STATED EXERCISE A:
In the forum thread about the 46-gallon bowfront tank, why does ridley25 hesitate to suggest more than a single-species setup? Answer in one to three sentences.
STATED EXERCISE B:
In the forum thread about the 46-gallon bowfront tank, what substrate does apex82 use?

EXTRACT PROVIDED:

··········

# New 46 Gallon Bowfront Critiques and Suggestions



## apex82 (Jul 16, 2010)

Hi just starting my first cichlid tank. It is just about finished cycling (4 weeks) with some zebra danios and black skirts. Running a rena xp4 and fluval u4 internal. I wanted the tank to look simple, almost zen like. It will be holding mainly african mbuna. Substrate is white pool filter sand and the rocks are from the site of a local subdivision. Not sure if I have created enough caves? I really wanted it to look less cluttered. Any suggestions or does it look adequate?
Thanks


----------



## Oscar Madison (Mar 24, 2008)

I'm partial to the bowfront tanks :thumb:


----------



## Oscar Madison (Mar 24, 2008)

The one thing you must remember about the hobby. It is what you think looks good and are happy with!


----------



## ridley25 (Jan 5, 2008)

apex82 said:


> I wanted the tank to look simple, almost zen like.


10/10. It's very sublime and looks so peaceful I could drift off to sleep.



apex82 said:


> It will be holding mainly african mbuna. Not sure if I have created enough caves? I really wanted it to look less cluttered. Any suggestions or does it look adequate?


That depends on numbers of species and numbers of individuals.

A 46 bow has a slightly smaller footprint than a 40 breeder, so I would be hesitant to suggest anything more than a single species tank.

··········

SOURCE DATA:
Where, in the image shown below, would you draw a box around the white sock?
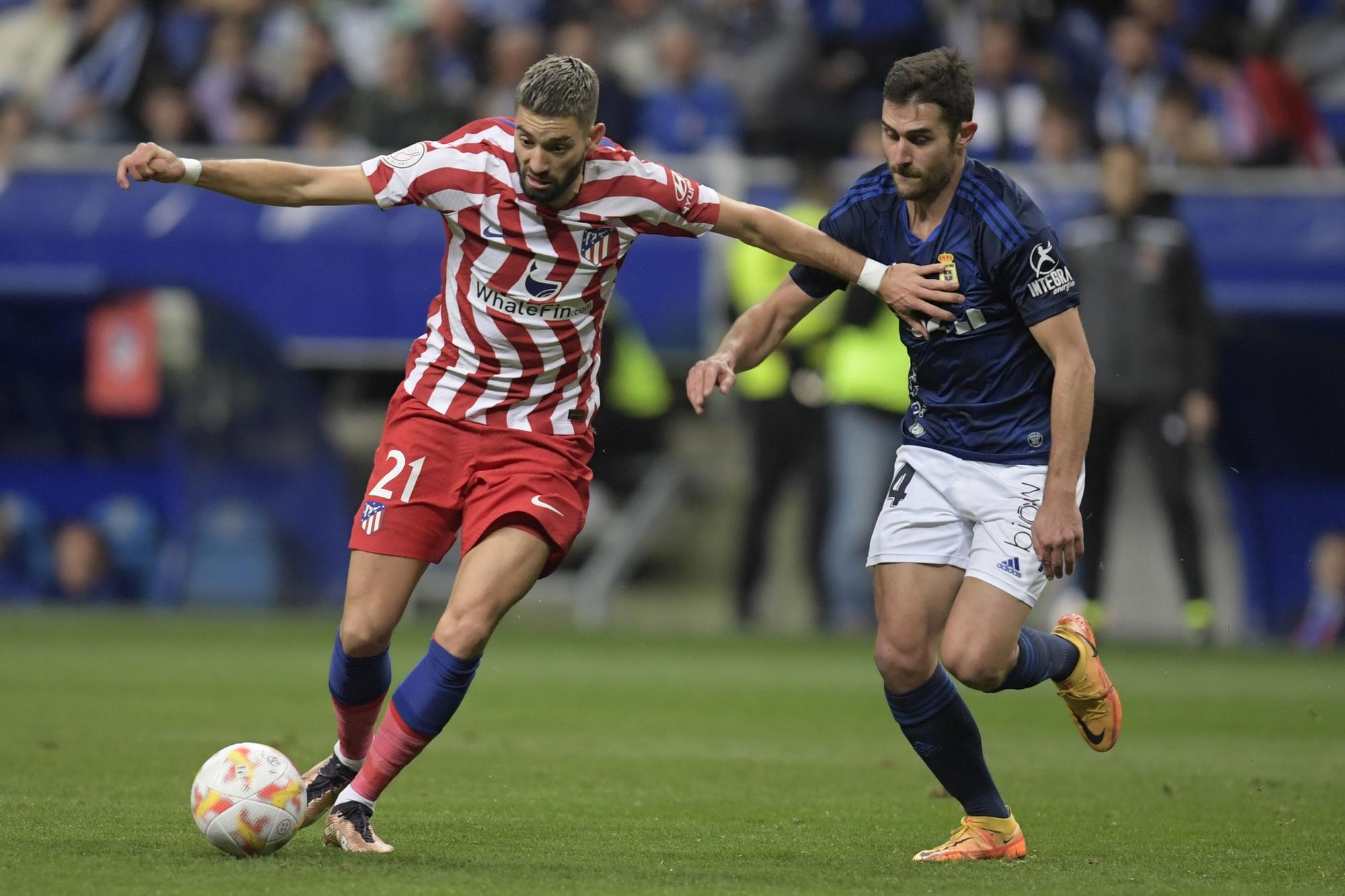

··········

EXERCISE ANSWER A:
A 46-gallon bowfront has a slightly smaller footprint than a 40-gallon breeder. Because of that, ridley25 is hesitant to suggest anything more than a single-species tank.

EXERCISE ANSWER B:
White pool filter sand.